Mr. A clambered down the cliff somehow. I imagine his heart pounding wildly and his body filled with that sickening silver of adrenalin; I imagine the surreal color and stillness wrapped perhaps in tunnel vision as he picked his way over boulder and dirt. He sent some boys back and he stayed with Benny and watched him die. When we returned to school that fall, all the kids said, “Mr. A isn’t the same since Benny.” It changed him utterly.

I haven’t been with someone as they died, yet. But the deaths of others - a few in particular - have changed me utterly. My own death continues to absorb me, but those of us dying to some gender we’ve inhabited to lease another die in a way I imagine is more insect than human. Bear Bergman remarked that the quantity of butterfly analogies he waded through after soliciting submissions for his anthology of gender writers was, well, overwhelming in an underwhelming kind of way. I am inspired to recall the Monarch butterfly migration from Mexico to Texas, a season during which one is non-consensually co-opted in the slaughter of clouds of Monarchs, simply by driving to work. There’s something ridiculous, sad and exhilarating about driving one’s Honda hatchback through a butterfly storm, one wing of each left glued to the windshield to taunt and chasten the driver’s murderous vehicle. This meander aside, there is something compelling about the caterpillar/pupa/butterfly metaphor, however hackneyed. The trouble with trans is we don’t actually get a pupal stage, unless moving to another city and changing your name can be considered pupal.

_DATASET RECORDS_:
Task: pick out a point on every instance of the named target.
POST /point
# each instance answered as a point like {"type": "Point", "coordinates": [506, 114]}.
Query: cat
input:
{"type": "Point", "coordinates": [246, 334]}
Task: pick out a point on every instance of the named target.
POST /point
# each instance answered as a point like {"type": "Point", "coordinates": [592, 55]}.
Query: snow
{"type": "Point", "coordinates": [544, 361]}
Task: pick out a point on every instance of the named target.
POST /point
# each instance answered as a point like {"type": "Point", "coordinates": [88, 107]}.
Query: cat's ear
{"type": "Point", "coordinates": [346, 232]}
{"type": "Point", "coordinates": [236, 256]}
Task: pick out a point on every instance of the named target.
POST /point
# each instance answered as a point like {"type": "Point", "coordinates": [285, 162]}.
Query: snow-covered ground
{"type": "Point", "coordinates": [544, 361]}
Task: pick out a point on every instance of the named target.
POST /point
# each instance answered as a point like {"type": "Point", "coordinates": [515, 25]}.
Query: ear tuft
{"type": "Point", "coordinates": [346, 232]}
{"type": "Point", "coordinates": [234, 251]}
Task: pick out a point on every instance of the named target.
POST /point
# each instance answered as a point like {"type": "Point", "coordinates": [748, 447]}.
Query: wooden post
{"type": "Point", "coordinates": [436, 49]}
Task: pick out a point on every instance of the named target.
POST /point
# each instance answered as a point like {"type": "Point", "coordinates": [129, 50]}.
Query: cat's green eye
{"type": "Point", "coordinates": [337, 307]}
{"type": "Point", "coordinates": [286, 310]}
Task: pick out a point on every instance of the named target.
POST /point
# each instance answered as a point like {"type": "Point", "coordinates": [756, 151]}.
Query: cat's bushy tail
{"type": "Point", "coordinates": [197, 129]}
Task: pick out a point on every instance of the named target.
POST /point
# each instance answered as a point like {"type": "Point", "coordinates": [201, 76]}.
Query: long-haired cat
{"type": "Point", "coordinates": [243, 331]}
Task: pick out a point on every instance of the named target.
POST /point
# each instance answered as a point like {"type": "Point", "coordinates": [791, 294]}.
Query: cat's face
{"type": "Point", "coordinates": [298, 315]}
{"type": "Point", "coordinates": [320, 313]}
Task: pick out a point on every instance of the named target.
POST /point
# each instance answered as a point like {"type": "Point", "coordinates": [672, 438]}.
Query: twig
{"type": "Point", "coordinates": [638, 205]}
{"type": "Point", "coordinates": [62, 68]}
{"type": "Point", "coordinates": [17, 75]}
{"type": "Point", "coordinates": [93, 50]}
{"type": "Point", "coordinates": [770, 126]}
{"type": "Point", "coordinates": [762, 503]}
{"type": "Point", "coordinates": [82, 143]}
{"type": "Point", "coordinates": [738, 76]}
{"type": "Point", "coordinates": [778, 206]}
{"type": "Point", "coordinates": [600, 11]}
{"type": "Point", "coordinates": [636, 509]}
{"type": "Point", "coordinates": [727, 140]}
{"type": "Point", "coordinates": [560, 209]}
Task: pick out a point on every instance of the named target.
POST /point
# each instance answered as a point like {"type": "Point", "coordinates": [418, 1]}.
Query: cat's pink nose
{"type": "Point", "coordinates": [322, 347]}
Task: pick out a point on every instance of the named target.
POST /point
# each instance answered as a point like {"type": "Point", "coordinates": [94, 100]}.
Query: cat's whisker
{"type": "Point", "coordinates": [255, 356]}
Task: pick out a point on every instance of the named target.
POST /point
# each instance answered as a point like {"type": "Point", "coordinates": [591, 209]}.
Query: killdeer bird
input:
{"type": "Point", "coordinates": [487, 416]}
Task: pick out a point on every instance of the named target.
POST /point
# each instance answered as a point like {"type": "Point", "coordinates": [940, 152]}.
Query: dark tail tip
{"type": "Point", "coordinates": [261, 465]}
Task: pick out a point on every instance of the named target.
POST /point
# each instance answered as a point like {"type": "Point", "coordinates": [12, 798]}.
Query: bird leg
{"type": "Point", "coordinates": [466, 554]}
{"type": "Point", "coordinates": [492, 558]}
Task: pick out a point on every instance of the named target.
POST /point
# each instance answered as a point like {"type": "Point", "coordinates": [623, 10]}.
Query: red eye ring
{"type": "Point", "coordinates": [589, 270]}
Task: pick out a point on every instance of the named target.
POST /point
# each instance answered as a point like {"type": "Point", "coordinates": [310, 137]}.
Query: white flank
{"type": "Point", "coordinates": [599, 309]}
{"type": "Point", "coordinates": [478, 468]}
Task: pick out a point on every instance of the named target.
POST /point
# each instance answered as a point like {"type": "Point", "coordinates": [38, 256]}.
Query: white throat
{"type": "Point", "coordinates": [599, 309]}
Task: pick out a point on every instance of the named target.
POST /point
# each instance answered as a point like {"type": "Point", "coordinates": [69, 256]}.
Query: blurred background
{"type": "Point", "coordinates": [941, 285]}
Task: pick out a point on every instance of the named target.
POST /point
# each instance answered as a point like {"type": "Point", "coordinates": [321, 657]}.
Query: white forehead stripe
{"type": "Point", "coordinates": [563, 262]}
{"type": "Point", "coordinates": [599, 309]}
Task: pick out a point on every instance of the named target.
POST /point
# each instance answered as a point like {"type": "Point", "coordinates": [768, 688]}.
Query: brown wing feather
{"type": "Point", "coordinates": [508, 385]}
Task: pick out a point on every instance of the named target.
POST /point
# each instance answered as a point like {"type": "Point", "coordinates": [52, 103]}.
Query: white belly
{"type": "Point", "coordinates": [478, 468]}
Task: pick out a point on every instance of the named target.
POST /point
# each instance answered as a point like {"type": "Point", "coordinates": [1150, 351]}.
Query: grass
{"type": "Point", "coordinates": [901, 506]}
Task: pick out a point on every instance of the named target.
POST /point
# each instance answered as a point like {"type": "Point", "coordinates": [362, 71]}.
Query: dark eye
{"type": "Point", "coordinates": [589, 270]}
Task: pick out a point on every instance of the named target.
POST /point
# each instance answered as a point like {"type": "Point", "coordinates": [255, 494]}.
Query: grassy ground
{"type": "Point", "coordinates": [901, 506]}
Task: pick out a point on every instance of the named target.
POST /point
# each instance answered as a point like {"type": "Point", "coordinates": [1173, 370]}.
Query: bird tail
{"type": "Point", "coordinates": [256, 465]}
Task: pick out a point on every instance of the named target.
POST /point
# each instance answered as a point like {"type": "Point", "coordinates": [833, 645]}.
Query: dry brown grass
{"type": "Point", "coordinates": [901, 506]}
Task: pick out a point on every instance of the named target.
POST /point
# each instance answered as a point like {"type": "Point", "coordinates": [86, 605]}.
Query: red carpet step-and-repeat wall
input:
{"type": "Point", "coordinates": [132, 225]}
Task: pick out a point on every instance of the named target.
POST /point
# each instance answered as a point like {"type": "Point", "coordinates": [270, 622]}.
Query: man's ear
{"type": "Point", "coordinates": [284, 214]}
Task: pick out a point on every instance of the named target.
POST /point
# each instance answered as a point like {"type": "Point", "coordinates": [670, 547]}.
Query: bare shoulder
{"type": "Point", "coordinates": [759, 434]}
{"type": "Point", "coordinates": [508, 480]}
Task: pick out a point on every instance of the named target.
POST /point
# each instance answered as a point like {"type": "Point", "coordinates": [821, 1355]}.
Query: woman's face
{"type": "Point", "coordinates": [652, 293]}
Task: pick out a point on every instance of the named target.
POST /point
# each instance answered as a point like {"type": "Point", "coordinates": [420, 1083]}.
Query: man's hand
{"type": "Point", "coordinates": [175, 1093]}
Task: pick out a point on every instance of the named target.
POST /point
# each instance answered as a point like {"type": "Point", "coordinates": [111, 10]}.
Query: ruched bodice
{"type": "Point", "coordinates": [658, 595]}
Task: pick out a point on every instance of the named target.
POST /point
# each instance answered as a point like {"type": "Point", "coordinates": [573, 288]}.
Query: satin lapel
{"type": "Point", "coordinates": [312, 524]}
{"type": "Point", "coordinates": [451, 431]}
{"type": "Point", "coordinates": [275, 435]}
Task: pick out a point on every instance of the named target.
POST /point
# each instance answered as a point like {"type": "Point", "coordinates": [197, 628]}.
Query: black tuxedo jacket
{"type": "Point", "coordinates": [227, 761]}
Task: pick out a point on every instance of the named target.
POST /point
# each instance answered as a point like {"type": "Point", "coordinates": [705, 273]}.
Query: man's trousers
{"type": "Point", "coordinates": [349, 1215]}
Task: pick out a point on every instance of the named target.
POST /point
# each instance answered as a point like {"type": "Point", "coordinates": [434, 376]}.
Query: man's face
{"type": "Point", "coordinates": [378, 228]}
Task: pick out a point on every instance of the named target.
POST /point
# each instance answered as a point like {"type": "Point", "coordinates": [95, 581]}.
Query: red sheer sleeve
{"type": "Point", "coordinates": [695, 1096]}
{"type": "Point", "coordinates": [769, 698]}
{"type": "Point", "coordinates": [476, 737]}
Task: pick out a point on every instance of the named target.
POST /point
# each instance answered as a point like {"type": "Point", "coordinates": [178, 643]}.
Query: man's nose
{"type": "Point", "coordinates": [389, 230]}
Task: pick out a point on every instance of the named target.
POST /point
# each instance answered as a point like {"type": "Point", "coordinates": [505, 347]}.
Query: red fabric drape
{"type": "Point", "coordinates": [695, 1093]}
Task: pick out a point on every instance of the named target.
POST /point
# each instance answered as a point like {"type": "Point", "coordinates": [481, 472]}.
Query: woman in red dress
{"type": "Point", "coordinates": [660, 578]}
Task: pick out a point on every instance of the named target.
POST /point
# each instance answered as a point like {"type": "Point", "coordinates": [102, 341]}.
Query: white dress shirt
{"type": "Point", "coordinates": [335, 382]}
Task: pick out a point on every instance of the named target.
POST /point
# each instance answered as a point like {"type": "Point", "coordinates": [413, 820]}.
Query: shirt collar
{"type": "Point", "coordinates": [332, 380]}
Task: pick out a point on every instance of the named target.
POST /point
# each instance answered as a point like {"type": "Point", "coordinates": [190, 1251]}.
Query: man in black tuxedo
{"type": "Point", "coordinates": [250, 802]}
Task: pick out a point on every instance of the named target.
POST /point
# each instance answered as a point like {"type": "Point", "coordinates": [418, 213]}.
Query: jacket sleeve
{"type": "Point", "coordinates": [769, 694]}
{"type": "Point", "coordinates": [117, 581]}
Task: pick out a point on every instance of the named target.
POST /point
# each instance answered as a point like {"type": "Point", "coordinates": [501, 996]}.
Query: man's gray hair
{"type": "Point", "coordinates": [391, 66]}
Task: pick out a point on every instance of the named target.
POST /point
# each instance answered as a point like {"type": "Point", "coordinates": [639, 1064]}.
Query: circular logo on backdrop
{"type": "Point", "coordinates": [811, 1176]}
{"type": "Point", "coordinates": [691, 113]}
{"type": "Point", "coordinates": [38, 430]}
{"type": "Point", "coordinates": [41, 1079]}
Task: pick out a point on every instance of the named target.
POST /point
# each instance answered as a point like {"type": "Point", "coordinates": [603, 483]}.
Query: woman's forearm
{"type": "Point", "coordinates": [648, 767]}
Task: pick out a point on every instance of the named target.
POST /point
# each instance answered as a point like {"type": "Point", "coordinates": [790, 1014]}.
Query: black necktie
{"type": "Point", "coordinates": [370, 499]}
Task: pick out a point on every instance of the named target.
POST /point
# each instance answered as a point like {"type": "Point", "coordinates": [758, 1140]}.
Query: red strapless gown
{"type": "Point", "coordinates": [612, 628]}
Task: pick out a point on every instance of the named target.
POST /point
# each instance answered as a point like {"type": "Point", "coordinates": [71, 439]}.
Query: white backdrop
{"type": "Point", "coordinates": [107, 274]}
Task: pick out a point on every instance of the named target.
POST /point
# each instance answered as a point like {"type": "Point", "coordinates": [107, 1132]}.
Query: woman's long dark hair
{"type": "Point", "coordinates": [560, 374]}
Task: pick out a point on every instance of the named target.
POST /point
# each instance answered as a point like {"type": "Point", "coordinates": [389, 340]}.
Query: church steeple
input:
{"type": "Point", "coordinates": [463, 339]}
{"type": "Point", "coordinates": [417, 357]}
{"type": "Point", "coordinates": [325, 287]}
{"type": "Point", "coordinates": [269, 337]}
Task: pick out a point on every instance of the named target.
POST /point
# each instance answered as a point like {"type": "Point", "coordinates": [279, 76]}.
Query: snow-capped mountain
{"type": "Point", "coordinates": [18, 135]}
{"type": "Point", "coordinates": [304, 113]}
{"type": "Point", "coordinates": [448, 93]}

_EXERCISE DIRECTIONS_: According to the passage on death and gender, which butterfly migration does the writer recall?

_EXERCISE OUTPUT_: The Monarch butterfly migration from Mexico to Texas.